§ Work task
Give back, word for word, only the lines from the one containing "Expected output: for each instance of the overcast" to the end of the listing below.

§ Data for the task
· · · · · · ·
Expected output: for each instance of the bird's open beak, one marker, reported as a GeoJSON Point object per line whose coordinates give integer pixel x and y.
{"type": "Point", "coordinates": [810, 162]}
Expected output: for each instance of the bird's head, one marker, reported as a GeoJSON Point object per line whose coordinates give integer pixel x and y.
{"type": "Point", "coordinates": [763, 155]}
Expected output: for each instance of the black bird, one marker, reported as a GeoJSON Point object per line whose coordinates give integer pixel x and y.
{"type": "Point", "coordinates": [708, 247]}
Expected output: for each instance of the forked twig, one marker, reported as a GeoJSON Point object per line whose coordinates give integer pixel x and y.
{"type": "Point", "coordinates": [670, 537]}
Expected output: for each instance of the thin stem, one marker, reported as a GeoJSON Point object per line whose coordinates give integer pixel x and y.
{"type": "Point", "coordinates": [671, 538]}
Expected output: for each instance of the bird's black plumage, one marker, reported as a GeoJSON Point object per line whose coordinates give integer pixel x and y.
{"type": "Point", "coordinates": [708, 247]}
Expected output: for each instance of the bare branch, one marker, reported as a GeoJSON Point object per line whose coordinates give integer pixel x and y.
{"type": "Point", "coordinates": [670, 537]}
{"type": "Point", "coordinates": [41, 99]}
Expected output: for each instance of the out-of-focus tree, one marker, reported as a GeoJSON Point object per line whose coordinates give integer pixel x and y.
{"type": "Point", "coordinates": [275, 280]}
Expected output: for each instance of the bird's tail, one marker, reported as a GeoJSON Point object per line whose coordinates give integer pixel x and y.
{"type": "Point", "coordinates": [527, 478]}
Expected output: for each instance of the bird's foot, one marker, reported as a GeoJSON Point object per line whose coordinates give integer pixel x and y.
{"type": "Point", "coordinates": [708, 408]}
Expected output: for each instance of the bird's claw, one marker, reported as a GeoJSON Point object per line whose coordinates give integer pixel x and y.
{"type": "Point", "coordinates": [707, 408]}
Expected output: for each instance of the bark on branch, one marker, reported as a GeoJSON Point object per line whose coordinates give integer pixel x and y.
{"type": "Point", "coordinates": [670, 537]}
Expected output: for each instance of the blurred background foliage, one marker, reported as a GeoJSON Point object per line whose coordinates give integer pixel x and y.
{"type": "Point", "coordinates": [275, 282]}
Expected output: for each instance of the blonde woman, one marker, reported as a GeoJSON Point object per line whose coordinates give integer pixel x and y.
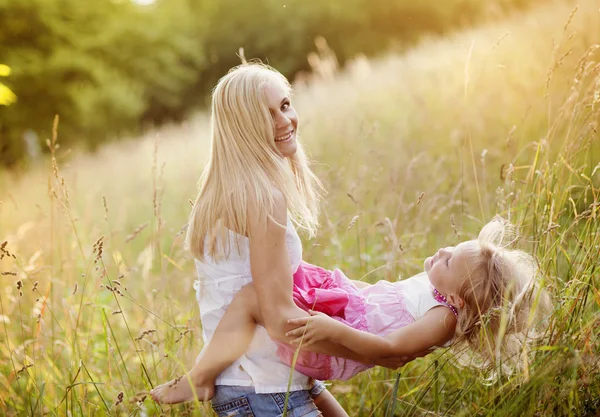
{"type": "Point", "coordinates": [256, 189]}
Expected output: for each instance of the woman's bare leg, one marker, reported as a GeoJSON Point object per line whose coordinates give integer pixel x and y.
{"type": "Point", "coordinates": [328, 405]}
{"type": "Point", "coordinates": [230, 340]}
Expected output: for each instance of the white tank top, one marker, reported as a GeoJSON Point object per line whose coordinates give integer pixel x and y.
{"type": "Point", "coordinates": [217, 284]}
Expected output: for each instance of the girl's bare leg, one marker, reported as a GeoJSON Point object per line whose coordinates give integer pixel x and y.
{"type": "Point", "coordinates": [230, 340]}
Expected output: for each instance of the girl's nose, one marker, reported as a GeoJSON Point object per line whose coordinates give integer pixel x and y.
{"type": "Point", "coordinates": [446, 251]}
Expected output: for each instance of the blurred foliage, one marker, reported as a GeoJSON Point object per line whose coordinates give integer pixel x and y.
{"type": "Point", "coordinates": [7, 97]}
{"type": "Point", "coordinates": [111, 67]}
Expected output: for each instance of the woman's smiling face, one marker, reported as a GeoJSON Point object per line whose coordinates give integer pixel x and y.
{"type": "Point", "coordinates": [449, 267]}
{"type": "Point", "coordinates": [284, 118]}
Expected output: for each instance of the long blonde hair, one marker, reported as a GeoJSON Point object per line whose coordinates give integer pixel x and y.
{"type": "Point", "coordinates": [244, 164]}
{"type": "Point", "coordinates": [505, 305]}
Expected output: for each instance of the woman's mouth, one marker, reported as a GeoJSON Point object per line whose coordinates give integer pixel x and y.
{"type": "Point", "coordinates": [284, 137]}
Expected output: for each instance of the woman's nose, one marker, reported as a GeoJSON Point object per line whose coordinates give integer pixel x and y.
{"type": "Point", "coordinates": [281, 120]}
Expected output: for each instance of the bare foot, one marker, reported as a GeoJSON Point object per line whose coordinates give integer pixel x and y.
{"type": "Point", "coordinates": [179, 390]}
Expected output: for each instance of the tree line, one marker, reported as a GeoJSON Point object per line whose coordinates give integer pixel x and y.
{"type": "Point", "coordinates": [114, 67]}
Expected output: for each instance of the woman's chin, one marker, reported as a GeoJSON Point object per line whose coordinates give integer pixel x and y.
{"type": "Point", "coordinates": [288, 149]}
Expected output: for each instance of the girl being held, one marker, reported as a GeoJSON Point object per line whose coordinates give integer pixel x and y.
{"type": "Point", "coordinates": [479, 294]}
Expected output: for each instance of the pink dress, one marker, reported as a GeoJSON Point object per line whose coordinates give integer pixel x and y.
{"type": "Point", "coordinates": [379, 309]}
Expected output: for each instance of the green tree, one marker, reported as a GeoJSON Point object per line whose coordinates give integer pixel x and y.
{"type": "Point", "coordinates": [100, 65]}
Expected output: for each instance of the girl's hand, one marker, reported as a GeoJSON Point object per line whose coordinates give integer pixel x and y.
{"type": "Point", "coordinates": [314, 328]}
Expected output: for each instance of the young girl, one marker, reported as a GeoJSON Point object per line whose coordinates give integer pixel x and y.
{"type": "Point", "coordinates": [479, 293]}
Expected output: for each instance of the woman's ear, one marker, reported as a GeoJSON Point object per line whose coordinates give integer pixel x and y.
{"type": "Point", "coordinates": [455, 300]}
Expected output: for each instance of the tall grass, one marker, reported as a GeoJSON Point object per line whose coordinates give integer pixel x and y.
{"type": "Point", "coordinates": [417, 151]}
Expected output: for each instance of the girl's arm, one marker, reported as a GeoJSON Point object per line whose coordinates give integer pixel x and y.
{"type": "Point", "coordinates": [360, 284]}
{"type": "Point", "coordinates": [435, 328]}
{"type": "Point", "coordinates": [271, 269]}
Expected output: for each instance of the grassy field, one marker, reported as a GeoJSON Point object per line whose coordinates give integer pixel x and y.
{"type": "Point", "coordinates": [417, 151]}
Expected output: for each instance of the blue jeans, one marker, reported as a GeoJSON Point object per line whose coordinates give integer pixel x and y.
{"type": "Point", "coordinates": [233, 401]}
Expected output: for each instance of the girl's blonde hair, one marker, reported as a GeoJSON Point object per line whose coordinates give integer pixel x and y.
{"type": "Point", "coordinates": [244, 165]}
{"type": "Point", "coordinates": [503, 299]}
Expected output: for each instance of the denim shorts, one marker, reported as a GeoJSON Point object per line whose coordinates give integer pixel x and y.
{"type": "Point", "coordinates": [234, 401]}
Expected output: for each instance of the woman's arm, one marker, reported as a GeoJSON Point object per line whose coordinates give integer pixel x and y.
{"type": "Point", "coordinates": [271, 269]}
{"type": "Point", "coordinates": [435, 328]}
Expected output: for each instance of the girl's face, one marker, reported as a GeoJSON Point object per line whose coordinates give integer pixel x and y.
{"type": "Point", "coordinates": [448, 269]}
{"type": "Point", "coordinates": [285, 118]}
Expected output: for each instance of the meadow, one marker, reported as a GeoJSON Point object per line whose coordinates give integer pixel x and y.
{"type": "Point", "coordinates": [417, 151]}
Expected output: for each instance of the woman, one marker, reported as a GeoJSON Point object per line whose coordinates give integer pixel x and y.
{"type": "Point", "coordinates": [254, 189]}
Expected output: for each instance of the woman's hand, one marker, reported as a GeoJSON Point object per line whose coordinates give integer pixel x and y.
{"type": "Point", "coordinates": [396, 363]}
{"type": "Point", "coordinates": [314, 328]}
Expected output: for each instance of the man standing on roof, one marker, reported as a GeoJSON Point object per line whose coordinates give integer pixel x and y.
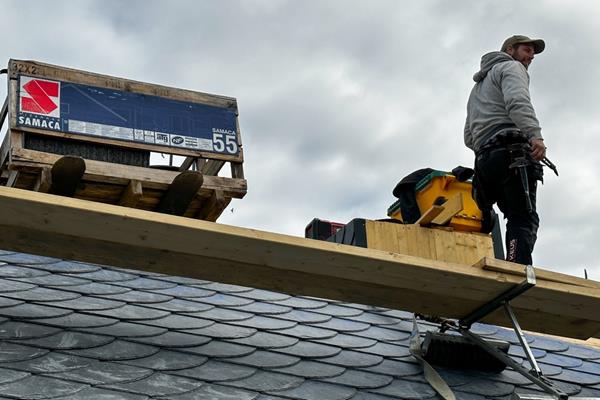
{"type": "Point", "coordinates": [504, 133]}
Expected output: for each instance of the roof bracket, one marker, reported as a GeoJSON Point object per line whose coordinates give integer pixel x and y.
{"type": "Point", "coordinates": [535, 375]}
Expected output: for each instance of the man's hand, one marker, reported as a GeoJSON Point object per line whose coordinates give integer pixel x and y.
{"type": "Point", "coordinates": [538, 149]}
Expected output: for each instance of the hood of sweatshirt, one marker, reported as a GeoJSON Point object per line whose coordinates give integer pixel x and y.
{"type": "Point", "coordinates": [488, 61]}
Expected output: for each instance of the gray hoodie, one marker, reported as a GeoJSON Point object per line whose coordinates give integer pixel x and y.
{"type": "Point", "coordinates": [500, 97]}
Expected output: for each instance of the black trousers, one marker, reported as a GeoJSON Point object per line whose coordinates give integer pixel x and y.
{"type": "Point", "coordinates": [495, 182]}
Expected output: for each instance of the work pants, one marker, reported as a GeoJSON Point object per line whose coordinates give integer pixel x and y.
{"type": "Point", "coordinates": [495, 182]}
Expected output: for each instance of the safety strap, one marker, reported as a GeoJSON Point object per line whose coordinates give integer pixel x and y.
{"type": "Point", "coordinates": [433, 378]}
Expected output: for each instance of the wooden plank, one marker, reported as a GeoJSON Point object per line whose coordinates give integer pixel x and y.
{"type": "Point", "coordinates": [451, 207]}
{"type": "Point", "coordinates": [12, 178]}
{"type": "Point", "coordinates": [100, 171]}
{"type": "Point", "coordinates": [132, 194]}
{"type": "Point", "coordinates": [506, 267]}
{"type": "Point", "coordinates": [93, 232]}
{"type": "Point", "coordinates": [187, 163]}
{"type": "Point", "coordinates": [429, 215]}
{"type": "Point", "coordinates": [44, 181]}
{"type": "Point", "coordinates": [212, 167]}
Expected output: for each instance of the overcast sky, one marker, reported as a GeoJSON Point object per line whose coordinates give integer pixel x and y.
{"type": "Point", "coordinates": [338, 100]}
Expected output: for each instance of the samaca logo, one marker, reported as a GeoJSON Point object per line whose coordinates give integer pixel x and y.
{"type": "Point", "coordinates": [40, 96]}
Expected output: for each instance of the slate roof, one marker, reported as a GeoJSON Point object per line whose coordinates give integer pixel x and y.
{"type": "Point", "coordinates": [71, 330]}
· · · · · · ·
§ Problem solution
Expected output: for each instance of the overcast sky, one marker, reported as a GeoJSON Point object per line whose coordinates give integer pixel x and y.
{"type": "Point", "coordinates": [338, 100]}
Expected output: for each instance of the samaca logo, one marker, reported as a GeoJSON Point object per line whose coordinates give integer pixel x and y.
{"type": "Point", "coordinates": [40, 96]}
Expected output: for each instance of the slate roof, one marker, reported as a GeoJSON Point object per line whose coordinates give integer pixel x and y.
{"type": "Point", "coordinates": [71, 330]}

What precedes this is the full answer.